→ **GIVEN TEXT**:
....
Tinubu's residence without its usual buzz of associates and party faithful

Tinubu’s residence without its usual buzz of associates and party faithful

Recent visits by leaders of the APC, including Muhammadu Buhari to the New Cavenom home of Tinubu in London have heightened hopes of his return among supporters.
While expectations are high that the Jagaban Borgu may return home this weekend, close associates say though physically absent, Tinubu is not politically absent. In fact, the Bourdillon pilgrimage has temporarily been relocated to London.
Asiwaju is not an office holder but an influencer. He does not run the APC or have an official position in the interim committee of the party, as Chief Bisi Akande holds sway. But as a grassroots mobilizer, he is more than a mere bystander.
Governance has not grounded to a halt in the Southwest region though there seems to be a budding feeling of party indiscipline among the rank and file in several of the APC-controlled states.
As an ‘about-town’ Lagosian, he has sorely been missed at many Owanbe gatherings. Some of the events include the burial ceremony of the governor’s father, Pa Ademola Fashola and Governor Babatunde Raji Fashola’s 2,300 days in office celebration. The fact is that his absence takes some colour away from political events nowadays.
“The world is a global village and you can interact with anybody from any part of the world where you are. The only issue is that it has made access to him costlier, but not impossible. Most of his close associates have had access to him abroad, unless of course, the rank and file of the party, who could not afford the airfare to UK,” a Bourdillon patron told The Guardian.
However hard party chieftains may want to deny the impact of Tinubu’s absence, distance is essentially a barrier to the integration process of the amalgamated opposition party. Behind the scene, a lot of backroom work is going on in terms of restructuring the APC and registering new members.
Time is running fast in the political calendar of the country ahead 2015 polls and according to the Independent National Electoral Commission (INEC) timetable, all party conventions must be concluded before the end of December. This gives the APC about two months to address all internal wranglings and tidy up all processes leading to the convention.
In this regard, Tinubu is being primed to return home soonest and expectedly inject a new dynamism into the polity.

At the moment, his daily routine is still as busy as when he is in the country. Despite doctors’ advice to rest adequately, he still receives visitors daily in torrents. Governors, ministers, politicians, and associates who are in London want to drop in to say hello.
He begins his day by reading Nigerian newspapers online and printout of commentaries on the state of the nation, after which he goes for his physio sessions, trice a day, which is usually interrupted by the need to attend to visitors until he is forced to go to bed at 11pm.
Those who work closely with Tinubu say the former governor is at his best at night, as he holds a series of nocturnal marathon meetings. This, they say, is way out of character for the man they described as being restless.
....
→ **WHAT THIS TASK INVOLVES**:
Using the article on Tinubu's absence in London, answer these:
1. Who holds sway in the interim committee of the APC?
2. By when must all party conventions be concluded under the INEC timetable?
3. At what time is Tinubu forced to go to bed?
....
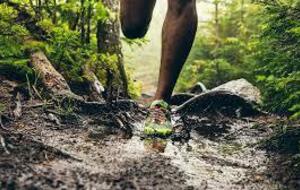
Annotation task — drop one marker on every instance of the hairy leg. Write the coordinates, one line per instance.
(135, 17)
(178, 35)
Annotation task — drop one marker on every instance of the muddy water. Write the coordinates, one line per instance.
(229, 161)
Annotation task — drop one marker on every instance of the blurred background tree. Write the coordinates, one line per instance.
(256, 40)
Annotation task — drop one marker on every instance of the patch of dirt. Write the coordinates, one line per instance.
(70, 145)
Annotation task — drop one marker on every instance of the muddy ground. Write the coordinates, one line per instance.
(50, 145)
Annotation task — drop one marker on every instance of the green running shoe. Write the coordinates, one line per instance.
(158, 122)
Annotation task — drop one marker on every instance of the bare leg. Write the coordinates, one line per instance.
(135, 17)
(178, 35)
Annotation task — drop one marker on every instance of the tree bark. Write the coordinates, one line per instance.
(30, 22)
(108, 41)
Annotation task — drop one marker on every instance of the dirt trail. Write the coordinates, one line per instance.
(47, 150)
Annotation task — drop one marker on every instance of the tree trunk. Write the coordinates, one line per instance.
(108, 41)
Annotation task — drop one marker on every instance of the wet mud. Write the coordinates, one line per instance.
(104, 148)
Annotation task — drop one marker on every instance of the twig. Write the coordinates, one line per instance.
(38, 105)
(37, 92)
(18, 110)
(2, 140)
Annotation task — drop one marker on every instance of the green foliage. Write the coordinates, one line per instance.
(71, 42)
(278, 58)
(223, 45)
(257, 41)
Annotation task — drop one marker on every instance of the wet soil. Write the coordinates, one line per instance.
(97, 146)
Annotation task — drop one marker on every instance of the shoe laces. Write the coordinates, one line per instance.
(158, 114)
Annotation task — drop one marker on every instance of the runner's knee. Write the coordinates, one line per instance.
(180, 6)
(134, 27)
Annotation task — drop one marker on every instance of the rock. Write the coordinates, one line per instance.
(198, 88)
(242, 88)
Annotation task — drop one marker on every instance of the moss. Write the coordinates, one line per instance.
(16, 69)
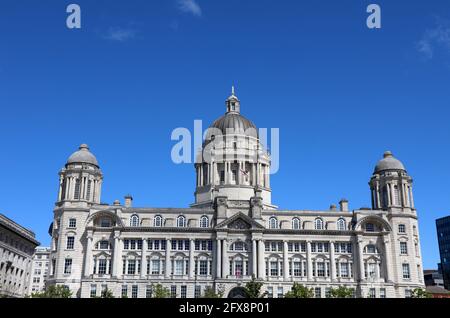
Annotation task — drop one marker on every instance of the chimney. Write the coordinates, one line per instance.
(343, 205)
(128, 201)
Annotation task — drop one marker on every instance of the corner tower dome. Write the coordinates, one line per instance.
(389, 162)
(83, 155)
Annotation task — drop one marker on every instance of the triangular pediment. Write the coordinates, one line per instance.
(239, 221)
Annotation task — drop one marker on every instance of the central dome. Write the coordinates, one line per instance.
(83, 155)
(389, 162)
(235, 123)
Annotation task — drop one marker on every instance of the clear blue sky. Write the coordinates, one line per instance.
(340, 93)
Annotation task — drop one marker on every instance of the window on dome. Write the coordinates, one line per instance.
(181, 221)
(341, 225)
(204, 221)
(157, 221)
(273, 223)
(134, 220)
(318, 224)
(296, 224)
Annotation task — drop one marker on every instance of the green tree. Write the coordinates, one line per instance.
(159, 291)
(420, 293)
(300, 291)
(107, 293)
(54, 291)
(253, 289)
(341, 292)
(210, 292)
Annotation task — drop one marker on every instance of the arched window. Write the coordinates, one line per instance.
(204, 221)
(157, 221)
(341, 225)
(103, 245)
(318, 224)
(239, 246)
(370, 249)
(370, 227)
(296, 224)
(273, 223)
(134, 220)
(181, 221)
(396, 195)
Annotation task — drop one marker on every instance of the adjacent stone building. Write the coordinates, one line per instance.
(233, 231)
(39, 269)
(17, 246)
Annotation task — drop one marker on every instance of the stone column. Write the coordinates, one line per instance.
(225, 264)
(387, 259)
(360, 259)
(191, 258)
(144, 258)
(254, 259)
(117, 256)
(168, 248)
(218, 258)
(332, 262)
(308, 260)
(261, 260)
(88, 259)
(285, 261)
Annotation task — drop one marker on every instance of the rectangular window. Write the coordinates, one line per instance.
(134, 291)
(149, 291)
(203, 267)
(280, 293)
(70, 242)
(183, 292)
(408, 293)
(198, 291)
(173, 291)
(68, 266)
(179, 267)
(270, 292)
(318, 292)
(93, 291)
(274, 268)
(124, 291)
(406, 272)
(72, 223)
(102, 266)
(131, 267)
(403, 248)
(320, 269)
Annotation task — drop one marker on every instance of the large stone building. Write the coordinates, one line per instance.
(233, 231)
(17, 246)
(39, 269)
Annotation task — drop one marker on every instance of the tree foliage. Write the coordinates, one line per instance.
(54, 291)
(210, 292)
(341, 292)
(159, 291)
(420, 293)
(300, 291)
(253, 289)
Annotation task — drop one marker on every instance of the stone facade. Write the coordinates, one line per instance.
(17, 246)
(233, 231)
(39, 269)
....
→ **REPLY TO THE TASK**:
1. Chief Bisi Akande
2. Before the end of December
3. 11pm